====== SUPPLIED RECORDS ======

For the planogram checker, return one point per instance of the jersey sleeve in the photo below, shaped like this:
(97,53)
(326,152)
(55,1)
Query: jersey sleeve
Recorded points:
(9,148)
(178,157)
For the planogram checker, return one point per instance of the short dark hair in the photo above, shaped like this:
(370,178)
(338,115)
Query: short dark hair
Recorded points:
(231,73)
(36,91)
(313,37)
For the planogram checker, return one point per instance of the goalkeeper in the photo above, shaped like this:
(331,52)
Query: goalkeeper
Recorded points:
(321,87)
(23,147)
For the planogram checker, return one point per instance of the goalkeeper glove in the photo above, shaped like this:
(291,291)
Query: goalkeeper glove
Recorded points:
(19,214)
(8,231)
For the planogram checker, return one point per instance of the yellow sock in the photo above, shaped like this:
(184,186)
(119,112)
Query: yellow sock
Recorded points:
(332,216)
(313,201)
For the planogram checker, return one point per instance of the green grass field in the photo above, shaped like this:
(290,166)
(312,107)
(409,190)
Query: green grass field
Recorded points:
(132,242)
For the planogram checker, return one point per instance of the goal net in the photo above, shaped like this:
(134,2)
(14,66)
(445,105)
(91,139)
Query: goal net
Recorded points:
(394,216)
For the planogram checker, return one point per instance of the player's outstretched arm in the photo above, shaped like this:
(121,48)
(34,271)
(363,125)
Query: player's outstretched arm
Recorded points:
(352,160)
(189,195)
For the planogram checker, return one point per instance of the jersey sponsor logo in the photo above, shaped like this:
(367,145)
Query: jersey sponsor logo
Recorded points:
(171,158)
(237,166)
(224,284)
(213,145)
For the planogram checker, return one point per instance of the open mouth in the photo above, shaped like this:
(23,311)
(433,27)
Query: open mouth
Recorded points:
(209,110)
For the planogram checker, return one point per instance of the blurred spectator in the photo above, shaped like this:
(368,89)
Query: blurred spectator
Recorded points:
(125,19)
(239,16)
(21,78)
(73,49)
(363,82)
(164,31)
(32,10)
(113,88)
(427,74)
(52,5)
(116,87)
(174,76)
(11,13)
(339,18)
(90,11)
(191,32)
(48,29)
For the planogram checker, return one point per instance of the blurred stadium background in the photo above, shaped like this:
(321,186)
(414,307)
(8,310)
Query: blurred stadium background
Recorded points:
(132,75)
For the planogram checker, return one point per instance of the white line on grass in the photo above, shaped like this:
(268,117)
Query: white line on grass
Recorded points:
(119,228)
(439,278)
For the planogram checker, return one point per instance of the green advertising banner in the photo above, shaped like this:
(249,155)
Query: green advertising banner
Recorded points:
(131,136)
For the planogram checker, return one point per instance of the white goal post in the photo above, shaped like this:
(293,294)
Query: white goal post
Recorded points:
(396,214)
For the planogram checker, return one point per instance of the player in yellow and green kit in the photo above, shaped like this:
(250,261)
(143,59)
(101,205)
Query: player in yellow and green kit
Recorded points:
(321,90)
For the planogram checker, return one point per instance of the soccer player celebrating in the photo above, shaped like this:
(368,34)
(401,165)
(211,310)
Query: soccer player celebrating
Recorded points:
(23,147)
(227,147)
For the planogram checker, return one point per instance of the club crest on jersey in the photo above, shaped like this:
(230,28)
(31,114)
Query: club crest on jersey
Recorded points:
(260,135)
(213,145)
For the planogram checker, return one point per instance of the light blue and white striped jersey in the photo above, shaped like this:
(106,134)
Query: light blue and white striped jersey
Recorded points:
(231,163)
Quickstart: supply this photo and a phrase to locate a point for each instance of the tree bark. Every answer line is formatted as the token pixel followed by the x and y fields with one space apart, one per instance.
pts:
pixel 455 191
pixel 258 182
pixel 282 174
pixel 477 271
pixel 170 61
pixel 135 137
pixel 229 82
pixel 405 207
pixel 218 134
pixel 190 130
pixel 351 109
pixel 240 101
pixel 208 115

======

** WRITTEN REQUEST **
Retype the listing exactly, in full.

** ANSWER TO THE PROBLEM **
For the planogram checker, return one point per instance of the jersey sleeve in the photo below, shaped like this:
(97,53)
(326,152)
(55,1)
Query: jersey sleeve
Recorded points:
(9,148)
(178,157)
For the planogram checker, return one point per instance of the short dark hair in the photo above, shaped like this:
(370,178)
(338,115)
Query: short dark hair
Recorded points:
(231,73)
(36,91)
(313,37)
For the planogram checker, return one point per instance of the goalkeeper in the photo above, shaped like this:
(331,52)
Query: goalkeeper
Recorded points:
(321,87)
(23,147)
For the planogram checker, return one point per instance of the goalkeeper glove in the photo above, shaped like this:
(291,291)
Query: goalkeeper glove
Recorded points:
(19,214)
(8,231)
For the planogram checker, return one point per instance of the yellow sock in the photo above, shaped like this:
(184,186)
(119,112)
Query: yellow sock
Recorded points:
(332,216)
(313,201)
For the planogram checker, return one point per instance of the green grass field in the photo above, shaped like this:
(290,166)
(312,107)
(409,190)
Query: green grass field
Recorded points:
(132,242)
For the planogram checker, return one point per instance of the goal net in the photo above, shaped like this:
(134,2)
(14,66)
(445,105)
(91,139)
Query: goal net
Recorded points:
(394,216)
For the planogram checker, return one point per instance of the player's outstretched arm in the photo above, shaped like this:
(121,48)
(34,271)
(363,125)
Query: player's outstretched arm
Recorded points:
(352,160)
(189,195)
For the planogram checker, return one point per instance of the jersey sponsor logo in the photo above, shaped like this:
(367,145)
Query: jersey sponsor logo
Recorded points:
(171,158)
(237,166)
(224,284)
(213,145)
For the planogram checker, return one point per instance of the open mouth in the photo above, shaped like this:
(23,311)
(433,27)
Query: open mouth
Recorded points:
(209,110)
For the planogram checker, return one point per instance of the blurred spectator in the photo above, shaped like this:
(368,89)
Query: blurred spectator
Recorded points:
(125,19)
(239,16)
(21,78)
(73,49)
(363,82)
(164,31)
(32,10)
(113,88)
(427,74)
(52,5)
(116,87)
(174,76)
(11,13)
(339,18)
(90,11)
(191,32)
(48,29)
For the planogram checker, return one point per instance of the blurred stadium background in the photo above, shaped like this:
(321,186)
(414,307)
(8,310)
Query: blurred stadium background
Recorded points:
(132,75)
For the planogram checker, return one point per instance of the white line on grass in the photo above, shaped like this:
(268,117)
Query: white line on grass
Recorded points:
(119,228)
(439,278)
For the planogram checker, return one point per instance of the green advertising banner in the photo above, shaped like this:
(249,155)
Query: green advertising banner
Recorded points:
(131,136)
For the planogram checker, return one point per instance of the white goal post in the photo above, shaped like this:
(293,294)
Query: white goal post
Recorded points:
(396,214)
For the planogram checker, return one point per instance of the player in yellow and green kit in the photo above, shaped like this:
(250,261)
(143,59)
(101,205)
Query: player in yellow and green kit
Recorded points:
(321,90)
For the planogram checker, return one point per instance of the soccer player celebrating in the photo above, shaped like this:
(368,34)
(401,165)
(211,310)
Query: soccer player celebrating
Recorded points:
(23,147)
(227,147)
For the planogram checker, return one point per instance of the club crest on jersey in the photo above, shaped like this:
(230,28)
(31,114)
Query: club crest on jersey
Recorded points:
(260,135)
(213,145)
For the planogram checker, return one point per instance of the light blue and white striped jersey in the photo above, shaped like this:
(106,134)
Query: light blue and white striped jersey
Recorded points:
(231,163)
Quickstart: supply this photo and a phrase to locate a point for each instance of the tree bark. Every answer line is formatted as the token pixel followed by the x and y fields with one space apart, one per instance.
pts:
pixel 455 191
pixel 258 182
pixel 282 174
pixel 477 271
pixel 170 61
pixel 135 137
pixel 229 82
pixel 405 207
pixel 218 134
pixel 190 130
pixel 351 109
pixel 240 101
pixel 208 115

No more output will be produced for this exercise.